Increased default dimensionality of latent space

deepof/models.py

@@ -17,7 +17,7 @@ from tensorflow.keras.activations import softplus
 from tensorflow.keras.constraints import UnitNorm
 from tensorflow.keras.initializers import he_uniform
 from tensorflow.keras.layers import BatchNormalization, Bidirectional
-from tensorflow.keras.layers import Dense, Dropout, LSTM
+from tensorflow.keras.layers import Dense, Dropout, GRU
 from tensorflow.keras.layers import RepeatVector, Reshape, TimeDistributed
 from tensorflow.keras.losses import Huber
 from tensorflow.keras.optimizers import Nadam
@@ -57,17 +57,17 @@ class GMVAE:
         self.batch_size = batch_size
         self.bidirectional_merge = self.hparams["bidirectional_merge"]
         self.CONV_filters = self.hparams["units_conv"]
-        self.DENSE_1 = int(self.hparams["units_lstm"] / 2)
+        self.DENSE_1 = int(self.hparams["units_gru"] / 2)
         self.DENSE_2 = self.hparams["units_dense2"]
         self.DROPOUT_RATE = self.hparams["dropout_rate"]
         self.ENCODING = encoding
-        self.LSTM_units_1 = self.hparams["units_lstm"]
-        self.LSTM_units_2 = int(self.hparams["units_lstm"] / 2)
+        self.GRU_units_1 = self.hparams["units_gru"]
+        self.GRU_units_2 = int(self.hparams["units_gru"] / 2)
         self.clipvalue = self.hparams["clipvalue"]
         self.dense_activation = self.hparams["dense_activation"]
         self.dense_layers_per_branch = self.hparams["dense_layers_per_branch"]
         self.learn_rate = self.hparams["learning_rate"]
-        self.lstm_unroll = True
+        self.gru_unroll = True
         self.compile = compile_model
         self.kl_annealing_mode = kl_annealing_mode
         self.kl_warmup = kl_warmup_epochs
@@ -140,7 +140,7 @@ class GMVAE:
             "learning_rate": 1e-3,
             "units_conv": 64,
             "units_dense2": 32,
-            "units_lstm": 128,
+            "units_gru": 128,
         }
 
         for k, v in params.items():
@@ -155,31 +155,31 @@ class GMVAE:
         Model_E0 = tf.keras.layers.Conv1D(
             filters=self.CONV_filters,
             kernel_size=5,
-            strides=1,
+            strides=2, # Increased strides to yield shorter sequences
             padding="same",
             activation=self.dense_activation,
             kernel_initializer=he_uniform(),
             use_bias=True,
         )
         Model_E1 = Bidirectional(
-            LSTM(
-                self.LSTM_units_1,
+            GRU(
+                self.GRU_units_1,
                 activation="tanh",
                 recurrent_activation="sigmoid",
                 return_sequences=True,
-                unroll=self.lstm_unroll,
+                unroll=self.gru_unroll,
                 # kernel_constraint=UnitNorm(axis=0),
                 use_bias=True,
             ),
             merge_mode=self.bidirectional_merge,
         )
         Model_E2 = Bidirectional(
-            LSTM(
-                self.LSTM_units_2,
+            GRU(
+                self.GRU_units_2,
                 activation="tanh",
                 recurrent_activation="sigmoid",
                 return_sequences=False,
-                unroll=self.lstm_unroll,
+                unroll=self.gru_unroll,
                 # kernel_constraint=UnitNorm(axis=0),
                 use_bias=True,
             ),
@@ -231,24 +231,24 @@ class GMVAE:
         )

● **Items from a dataset**:
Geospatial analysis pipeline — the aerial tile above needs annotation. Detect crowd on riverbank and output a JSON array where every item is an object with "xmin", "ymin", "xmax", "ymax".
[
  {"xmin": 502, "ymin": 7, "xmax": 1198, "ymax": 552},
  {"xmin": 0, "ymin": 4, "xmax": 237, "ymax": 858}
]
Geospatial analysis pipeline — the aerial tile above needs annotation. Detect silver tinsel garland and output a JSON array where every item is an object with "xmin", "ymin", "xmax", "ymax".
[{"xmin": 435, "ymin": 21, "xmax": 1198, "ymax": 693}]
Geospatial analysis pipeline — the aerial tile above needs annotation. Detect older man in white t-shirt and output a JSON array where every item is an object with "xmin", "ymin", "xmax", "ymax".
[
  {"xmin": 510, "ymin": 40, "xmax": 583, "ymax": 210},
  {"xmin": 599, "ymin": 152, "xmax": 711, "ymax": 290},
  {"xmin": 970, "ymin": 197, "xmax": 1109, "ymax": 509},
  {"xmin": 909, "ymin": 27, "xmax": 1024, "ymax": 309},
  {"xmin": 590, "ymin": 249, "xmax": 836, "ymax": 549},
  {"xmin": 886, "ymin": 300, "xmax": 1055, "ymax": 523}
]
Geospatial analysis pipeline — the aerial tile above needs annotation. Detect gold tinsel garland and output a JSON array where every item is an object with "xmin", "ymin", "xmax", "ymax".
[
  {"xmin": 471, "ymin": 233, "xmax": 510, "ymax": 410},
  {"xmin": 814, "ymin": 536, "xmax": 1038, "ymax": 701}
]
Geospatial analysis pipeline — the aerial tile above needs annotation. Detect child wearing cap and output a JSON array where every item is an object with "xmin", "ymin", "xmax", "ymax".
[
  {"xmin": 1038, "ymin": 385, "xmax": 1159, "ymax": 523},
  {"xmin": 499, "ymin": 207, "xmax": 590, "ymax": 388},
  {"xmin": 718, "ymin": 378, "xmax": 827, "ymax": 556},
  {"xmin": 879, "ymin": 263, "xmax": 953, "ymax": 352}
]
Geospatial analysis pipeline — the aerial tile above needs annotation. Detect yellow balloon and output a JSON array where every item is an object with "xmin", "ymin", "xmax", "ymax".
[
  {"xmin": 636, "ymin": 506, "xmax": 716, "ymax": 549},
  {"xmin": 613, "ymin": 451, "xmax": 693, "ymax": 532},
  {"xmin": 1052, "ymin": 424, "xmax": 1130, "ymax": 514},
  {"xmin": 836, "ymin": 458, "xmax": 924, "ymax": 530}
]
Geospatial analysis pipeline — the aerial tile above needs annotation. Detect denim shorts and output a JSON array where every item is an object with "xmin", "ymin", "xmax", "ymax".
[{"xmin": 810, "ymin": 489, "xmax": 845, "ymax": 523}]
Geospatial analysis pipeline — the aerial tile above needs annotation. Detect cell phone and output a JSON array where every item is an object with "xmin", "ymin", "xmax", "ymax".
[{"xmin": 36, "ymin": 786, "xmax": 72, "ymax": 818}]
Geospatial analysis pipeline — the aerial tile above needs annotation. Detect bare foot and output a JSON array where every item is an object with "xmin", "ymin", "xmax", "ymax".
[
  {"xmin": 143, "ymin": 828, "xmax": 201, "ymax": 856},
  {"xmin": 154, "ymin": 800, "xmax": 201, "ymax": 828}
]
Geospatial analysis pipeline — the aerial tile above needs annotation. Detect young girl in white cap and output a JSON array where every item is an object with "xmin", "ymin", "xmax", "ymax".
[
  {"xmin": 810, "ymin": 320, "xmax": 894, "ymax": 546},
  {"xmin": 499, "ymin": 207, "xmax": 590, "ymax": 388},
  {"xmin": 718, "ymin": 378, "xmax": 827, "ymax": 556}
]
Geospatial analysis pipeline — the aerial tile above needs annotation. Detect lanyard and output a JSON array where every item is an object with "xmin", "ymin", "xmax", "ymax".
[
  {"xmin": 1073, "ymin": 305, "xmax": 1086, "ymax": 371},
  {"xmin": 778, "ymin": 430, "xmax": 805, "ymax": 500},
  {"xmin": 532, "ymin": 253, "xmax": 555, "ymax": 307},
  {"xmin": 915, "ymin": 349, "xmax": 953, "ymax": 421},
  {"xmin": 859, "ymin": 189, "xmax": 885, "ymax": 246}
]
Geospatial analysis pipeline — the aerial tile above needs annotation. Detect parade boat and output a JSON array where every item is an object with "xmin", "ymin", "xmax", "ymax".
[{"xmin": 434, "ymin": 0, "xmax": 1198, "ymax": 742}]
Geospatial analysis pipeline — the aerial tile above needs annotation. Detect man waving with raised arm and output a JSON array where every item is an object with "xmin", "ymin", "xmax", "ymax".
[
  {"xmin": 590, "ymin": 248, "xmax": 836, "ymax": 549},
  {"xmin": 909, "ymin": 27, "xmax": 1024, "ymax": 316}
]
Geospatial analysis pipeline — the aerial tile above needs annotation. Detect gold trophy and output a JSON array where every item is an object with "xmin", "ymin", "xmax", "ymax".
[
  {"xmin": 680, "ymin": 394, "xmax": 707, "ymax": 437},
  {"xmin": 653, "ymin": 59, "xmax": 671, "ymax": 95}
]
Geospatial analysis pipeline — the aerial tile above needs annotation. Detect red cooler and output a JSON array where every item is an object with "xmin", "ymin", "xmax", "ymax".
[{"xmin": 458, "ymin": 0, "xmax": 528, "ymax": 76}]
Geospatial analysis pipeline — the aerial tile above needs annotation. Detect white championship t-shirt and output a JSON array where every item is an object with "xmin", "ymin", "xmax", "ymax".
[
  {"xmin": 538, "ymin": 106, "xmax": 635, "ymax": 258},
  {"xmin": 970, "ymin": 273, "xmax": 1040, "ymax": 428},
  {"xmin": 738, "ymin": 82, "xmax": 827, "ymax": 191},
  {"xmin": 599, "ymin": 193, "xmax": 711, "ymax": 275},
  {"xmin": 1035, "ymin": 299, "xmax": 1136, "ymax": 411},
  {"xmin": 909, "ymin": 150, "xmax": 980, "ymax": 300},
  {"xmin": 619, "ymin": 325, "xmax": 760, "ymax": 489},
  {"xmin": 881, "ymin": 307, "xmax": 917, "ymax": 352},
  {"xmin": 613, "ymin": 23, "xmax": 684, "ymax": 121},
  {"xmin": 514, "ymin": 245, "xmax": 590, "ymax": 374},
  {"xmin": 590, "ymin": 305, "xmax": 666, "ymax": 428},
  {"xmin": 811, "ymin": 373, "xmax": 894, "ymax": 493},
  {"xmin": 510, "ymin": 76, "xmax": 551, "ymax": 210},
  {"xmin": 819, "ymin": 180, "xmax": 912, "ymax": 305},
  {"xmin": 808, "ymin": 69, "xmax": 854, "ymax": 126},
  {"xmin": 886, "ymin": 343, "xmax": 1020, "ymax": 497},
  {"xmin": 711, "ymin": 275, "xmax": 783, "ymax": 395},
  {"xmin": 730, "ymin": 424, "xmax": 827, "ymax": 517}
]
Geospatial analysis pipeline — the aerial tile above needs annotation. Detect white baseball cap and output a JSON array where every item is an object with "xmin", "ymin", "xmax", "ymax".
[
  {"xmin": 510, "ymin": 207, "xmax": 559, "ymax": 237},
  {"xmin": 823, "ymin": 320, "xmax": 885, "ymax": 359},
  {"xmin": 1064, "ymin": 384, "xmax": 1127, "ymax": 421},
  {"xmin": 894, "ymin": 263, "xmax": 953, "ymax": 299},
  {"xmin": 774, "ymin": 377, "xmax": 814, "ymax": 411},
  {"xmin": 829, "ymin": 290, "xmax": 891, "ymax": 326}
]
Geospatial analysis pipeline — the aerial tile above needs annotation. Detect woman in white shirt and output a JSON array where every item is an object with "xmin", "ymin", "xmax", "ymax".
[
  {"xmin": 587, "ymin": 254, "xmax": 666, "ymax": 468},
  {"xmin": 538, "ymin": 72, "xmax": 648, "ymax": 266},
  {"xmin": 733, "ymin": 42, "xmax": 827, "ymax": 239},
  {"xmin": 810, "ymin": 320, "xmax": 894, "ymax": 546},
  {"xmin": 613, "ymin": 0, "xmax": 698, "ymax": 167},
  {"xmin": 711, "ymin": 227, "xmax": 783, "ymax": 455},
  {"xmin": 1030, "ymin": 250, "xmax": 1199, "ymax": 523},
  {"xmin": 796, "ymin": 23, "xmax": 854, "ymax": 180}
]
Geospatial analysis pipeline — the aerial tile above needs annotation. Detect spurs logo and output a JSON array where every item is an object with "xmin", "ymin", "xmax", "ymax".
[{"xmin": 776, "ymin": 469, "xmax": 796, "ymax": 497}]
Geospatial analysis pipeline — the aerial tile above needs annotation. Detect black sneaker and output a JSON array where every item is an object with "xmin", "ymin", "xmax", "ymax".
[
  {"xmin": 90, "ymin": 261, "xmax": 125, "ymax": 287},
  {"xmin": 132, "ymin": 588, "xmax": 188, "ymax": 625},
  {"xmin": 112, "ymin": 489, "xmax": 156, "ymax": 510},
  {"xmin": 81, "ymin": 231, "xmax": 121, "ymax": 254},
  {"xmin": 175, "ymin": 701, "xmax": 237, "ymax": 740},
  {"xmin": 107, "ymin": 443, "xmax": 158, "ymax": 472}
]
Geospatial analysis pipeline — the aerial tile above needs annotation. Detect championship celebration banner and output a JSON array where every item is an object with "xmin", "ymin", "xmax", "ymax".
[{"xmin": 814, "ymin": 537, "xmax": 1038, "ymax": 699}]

● **What needs to be done**:
Answer these about the code diff, one per line:
1. Which layer class replaces LSTM in the changed import line?
2. What default value is set for "units_gru"?
3. What strides value does the new version give the Conv1D layer assigned to Model_E0?
These rows come from a separate source.

● **Task solution**:
1. GRU
2. 128
3. 2